→ TEXTAUSZUG
------------------------------------------------------------

Rezensionen: Geschichte & Biografie

Andreas Pangritz; Egeria

Pangritz, Andreas: „Der ganz andere Gott will eine ganz andere Gesellschaft“. Das Lebenswerk Helmut Gollwitzers (1908-1993). Stuttgart: Kohlhammer 2018. 110 S. Kt. 15,–.

Der evangelische Theologe Helmut Gollwitzer, der am 29. Dezember 2018 110 Jahre alt geworden wäre und dessen 25. Todestag sich im Oktober jährte, hat wie nur wenige seiner theologischen Zeitgenossen Theologie gelehrt und gelebt in der Tagesordnung der Welt. Theologie als „Befreiung zur Solidarität“ (so der Titel einer Vorlesung Gollwitzers im Sommersemester 1975, mit der er seine Lehrtätigkeit als Professor an der Freien Universität Berlin beendete) – unter dieser Prämisse standen Leben und Wirken von Helmut Gollwitzer. Es ist also an der Zeit, an sein Wirken zu erinnern. Dazu leistet die theologisch-biografische Skizze von Andreas Pangritz, Professor für Systematische Theologie an der Universität Bonn, einen wichtigen Beitrag.

------------------------------------------------------------

[Auszug aus dem Datensatz]
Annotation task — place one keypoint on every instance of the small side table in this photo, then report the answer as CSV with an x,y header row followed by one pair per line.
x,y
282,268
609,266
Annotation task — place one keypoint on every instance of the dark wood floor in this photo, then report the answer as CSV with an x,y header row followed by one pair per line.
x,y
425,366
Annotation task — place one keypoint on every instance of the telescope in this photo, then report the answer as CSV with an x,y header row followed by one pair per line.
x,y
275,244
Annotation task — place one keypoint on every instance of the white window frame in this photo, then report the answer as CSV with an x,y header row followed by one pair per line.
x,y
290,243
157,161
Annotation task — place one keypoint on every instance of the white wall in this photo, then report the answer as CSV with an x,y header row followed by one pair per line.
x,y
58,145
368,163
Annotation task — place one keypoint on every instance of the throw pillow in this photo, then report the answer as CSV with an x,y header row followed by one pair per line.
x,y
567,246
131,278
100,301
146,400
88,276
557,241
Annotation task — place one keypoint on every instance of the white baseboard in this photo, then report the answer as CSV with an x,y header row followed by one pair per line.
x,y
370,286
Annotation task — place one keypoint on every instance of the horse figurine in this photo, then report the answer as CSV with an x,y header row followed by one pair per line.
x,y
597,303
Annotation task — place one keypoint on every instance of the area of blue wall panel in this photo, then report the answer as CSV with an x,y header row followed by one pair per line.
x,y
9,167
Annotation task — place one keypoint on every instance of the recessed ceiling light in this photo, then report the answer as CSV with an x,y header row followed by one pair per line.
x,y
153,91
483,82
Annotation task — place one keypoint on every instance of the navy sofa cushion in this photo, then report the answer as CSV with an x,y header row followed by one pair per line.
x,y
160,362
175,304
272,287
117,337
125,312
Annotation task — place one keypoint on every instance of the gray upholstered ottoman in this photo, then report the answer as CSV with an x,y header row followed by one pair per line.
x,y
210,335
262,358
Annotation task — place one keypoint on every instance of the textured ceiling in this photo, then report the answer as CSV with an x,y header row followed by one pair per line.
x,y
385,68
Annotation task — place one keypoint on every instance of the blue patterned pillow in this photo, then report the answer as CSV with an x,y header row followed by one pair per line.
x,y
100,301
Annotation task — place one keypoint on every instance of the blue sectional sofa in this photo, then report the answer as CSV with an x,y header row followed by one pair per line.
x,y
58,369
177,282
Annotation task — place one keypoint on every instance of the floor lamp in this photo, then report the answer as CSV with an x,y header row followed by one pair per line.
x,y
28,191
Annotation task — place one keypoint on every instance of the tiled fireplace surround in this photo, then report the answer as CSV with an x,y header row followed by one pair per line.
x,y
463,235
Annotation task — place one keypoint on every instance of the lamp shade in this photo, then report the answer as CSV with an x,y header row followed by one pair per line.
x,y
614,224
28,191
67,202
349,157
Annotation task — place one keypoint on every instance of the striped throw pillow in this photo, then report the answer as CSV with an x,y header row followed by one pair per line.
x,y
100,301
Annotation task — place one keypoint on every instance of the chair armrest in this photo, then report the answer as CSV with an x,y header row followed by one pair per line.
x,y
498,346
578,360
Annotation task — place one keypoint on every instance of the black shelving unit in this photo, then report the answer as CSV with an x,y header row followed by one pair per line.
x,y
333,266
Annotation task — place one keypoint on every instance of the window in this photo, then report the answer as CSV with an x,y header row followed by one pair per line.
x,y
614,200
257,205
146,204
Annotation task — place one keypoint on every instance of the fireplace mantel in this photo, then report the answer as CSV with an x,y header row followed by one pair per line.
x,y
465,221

------------------------------------------------------------

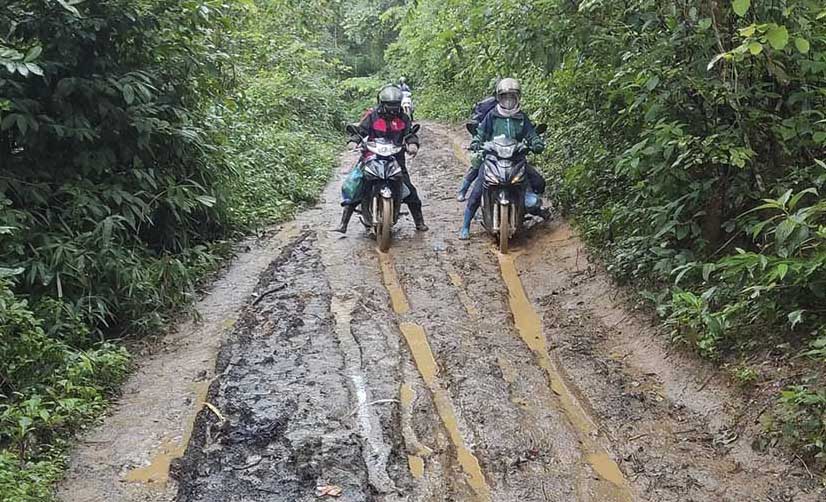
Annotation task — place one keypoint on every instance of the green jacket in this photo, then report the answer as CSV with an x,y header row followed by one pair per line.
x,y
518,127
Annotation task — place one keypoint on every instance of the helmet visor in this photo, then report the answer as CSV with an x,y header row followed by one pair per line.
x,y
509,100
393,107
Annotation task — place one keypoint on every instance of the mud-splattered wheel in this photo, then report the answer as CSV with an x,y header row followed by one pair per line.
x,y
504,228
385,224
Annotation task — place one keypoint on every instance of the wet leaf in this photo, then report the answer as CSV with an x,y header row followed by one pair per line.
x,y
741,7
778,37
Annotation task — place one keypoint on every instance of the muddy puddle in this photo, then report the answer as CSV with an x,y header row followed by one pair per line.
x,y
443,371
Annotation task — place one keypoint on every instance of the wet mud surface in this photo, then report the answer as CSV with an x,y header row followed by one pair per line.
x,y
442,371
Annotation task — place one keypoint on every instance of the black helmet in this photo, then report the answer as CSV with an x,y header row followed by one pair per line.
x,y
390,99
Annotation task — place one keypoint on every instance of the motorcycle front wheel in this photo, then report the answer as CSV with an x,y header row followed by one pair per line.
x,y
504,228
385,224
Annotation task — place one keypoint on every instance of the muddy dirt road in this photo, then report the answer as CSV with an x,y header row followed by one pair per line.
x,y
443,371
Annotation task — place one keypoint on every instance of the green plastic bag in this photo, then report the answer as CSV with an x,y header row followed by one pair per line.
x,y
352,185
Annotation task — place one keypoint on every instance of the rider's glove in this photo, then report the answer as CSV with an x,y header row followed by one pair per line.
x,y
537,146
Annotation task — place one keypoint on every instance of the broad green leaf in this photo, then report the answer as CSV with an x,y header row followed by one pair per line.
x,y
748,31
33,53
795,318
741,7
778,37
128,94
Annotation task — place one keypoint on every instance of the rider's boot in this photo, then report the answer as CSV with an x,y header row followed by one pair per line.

------------------------------------------------------------

→ ZIEL 1
Gib aus der Rezension den Abschnitt wortgetreu wieder, der bei den Worten „Andreas Pangritz; Egeria“ beginnt und nach den Worten „S. Kt. 15,–.“ endet.
→ ZIEL 2
Fasse den Absatz der Rezension, der mit „Der evangelische Theologe Helmut Gollwitzer“ beginnt, knapper zusammen und behalte dabei seine wesentlichen Fakten bei.
→ ZIEL 3
Beantworte anhand der Rezension die folgenden Fragen:
(a) In welchem Verlag und in welchem Jahr ist das besprochene Buch erschienen?
(b) Welchen Titel trug Gollwitzers Vorlesung im Sommersemester 1975?
(c) An welcher Universität ist Andreas Pangritz Professor?

→ VOLLSTÄNDIGE AUSGABE 1
Andreas Pangritz; Egeria

Pangritz, Andreas: „Der ganz andere Gott will eine ganz andere Gesellschaft“. Das Lebenswerk Helmut Gollwitzers (1908-1993). Stuttgart: Kohlhammer 2018. 110 S. Kt. 15,–.

→ VOLLSTÄNDIGE AUSGABE 2
Helmut Gollwitzer wäre am 29. Dezember 2018 110 Jahre alt geworden; sein 25. Todestag jährte sich im Oktober. Wie nur wenige seiner theologischen Zeitgenossen lehrte und lebte der evangelische Theologe Theologie in der Tagesordnung der Welt. Sein Leben und Wirken stand unter der Prämisse „Befreiung zur Solidarität“. So lautete der Titel seiner Vorlesung im Sommersemester 1975, mit der er seine Lehrtätigkeit als Professor an der Freien Universität Berlin beendete. Einen wichtigen Beitrag zur Erinnerung an ihn leistet die theologisch-biografische Skizze von Andreas Pangritz, Professor für Systematische Theologie an der Universität Bonn.

→ VOLLSTÄNDIGE AUSGABE 3
(a) Bei Kohlhammer in Stuttgart, 2018.
(b) „Befreiung zur Solidarität“.
(c) An der Universität Bonn.